___ Input

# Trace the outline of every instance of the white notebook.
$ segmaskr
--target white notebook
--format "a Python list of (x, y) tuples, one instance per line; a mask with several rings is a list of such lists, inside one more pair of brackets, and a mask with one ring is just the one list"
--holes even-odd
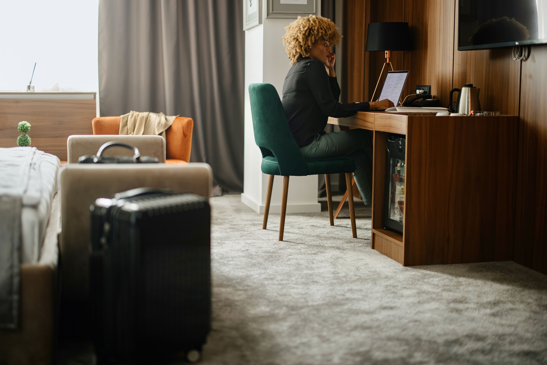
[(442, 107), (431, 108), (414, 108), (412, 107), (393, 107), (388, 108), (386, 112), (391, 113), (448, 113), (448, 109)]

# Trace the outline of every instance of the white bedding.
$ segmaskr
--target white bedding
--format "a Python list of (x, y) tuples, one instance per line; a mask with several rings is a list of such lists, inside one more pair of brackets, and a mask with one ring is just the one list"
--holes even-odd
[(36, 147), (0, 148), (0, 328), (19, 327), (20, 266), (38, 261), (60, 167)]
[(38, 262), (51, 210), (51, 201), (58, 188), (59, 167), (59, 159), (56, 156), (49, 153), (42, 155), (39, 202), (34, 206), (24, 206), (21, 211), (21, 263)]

______
___ Input

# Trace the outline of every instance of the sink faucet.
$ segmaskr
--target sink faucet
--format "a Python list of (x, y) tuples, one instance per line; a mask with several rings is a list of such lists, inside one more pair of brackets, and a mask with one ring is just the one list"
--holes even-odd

______
___ Input

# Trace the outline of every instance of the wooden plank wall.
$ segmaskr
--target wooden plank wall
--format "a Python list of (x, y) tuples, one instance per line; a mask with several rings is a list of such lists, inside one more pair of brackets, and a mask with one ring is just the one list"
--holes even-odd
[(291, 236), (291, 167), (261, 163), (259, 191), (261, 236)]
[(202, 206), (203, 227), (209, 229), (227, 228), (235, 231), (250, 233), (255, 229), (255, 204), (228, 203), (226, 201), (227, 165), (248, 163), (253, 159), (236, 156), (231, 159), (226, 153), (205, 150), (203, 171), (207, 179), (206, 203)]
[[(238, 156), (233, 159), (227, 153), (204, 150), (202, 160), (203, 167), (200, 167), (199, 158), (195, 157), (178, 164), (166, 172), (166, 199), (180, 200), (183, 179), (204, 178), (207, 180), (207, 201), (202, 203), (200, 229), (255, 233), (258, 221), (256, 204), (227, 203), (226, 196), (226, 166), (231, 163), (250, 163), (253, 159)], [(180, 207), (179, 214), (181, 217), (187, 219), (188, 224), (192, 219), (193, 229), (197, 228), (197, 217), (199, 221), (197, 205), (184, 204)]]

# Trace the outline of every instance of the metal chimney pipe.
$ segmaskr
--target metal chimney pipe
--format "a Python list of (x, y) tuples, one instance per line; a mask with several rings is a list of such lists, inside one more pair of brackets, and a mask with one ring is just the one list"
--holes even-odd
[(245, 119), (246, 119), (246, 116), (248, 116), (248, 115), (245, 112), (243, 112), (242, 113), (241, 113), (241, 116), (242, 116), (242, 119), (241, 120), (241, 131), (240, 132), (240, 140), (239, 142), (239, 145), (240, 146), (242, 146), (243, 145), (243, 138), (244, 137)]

______

▶ **Task prompt**
Can you render the lines from the one containing "# Trace the outline of every instance of the white bedding." through the one containing "211), (21, 263)]", inclusive, as a JSON list of strings, one string per line, leaving out blank lines?

▶ **Expected answer**
[
  "# Trace the outline of every instance of the white bedding.",
  "$ segmaskr",
  "--target white bedding",
  "--format \"a Python list of (x, y) tuples, one instance per line; a mask with several rings is a list of such lists, inside one more pair of brackets, and a mask with one ring is just the one list\"",
  "--holes even-odd",
  "[(36, 147), (0, 148), (0, 328), (19, 327), (20, 266), (38, 261), (60, 167)]",
  "[(38, 262), (51, 210), (51, 201), (58, 188), (59, 167), (59, 159), (56, 156), (49, 153), (42, 155), (39, 202), (34, 206), (24, 206), (21, 211), (21, 263)]"
]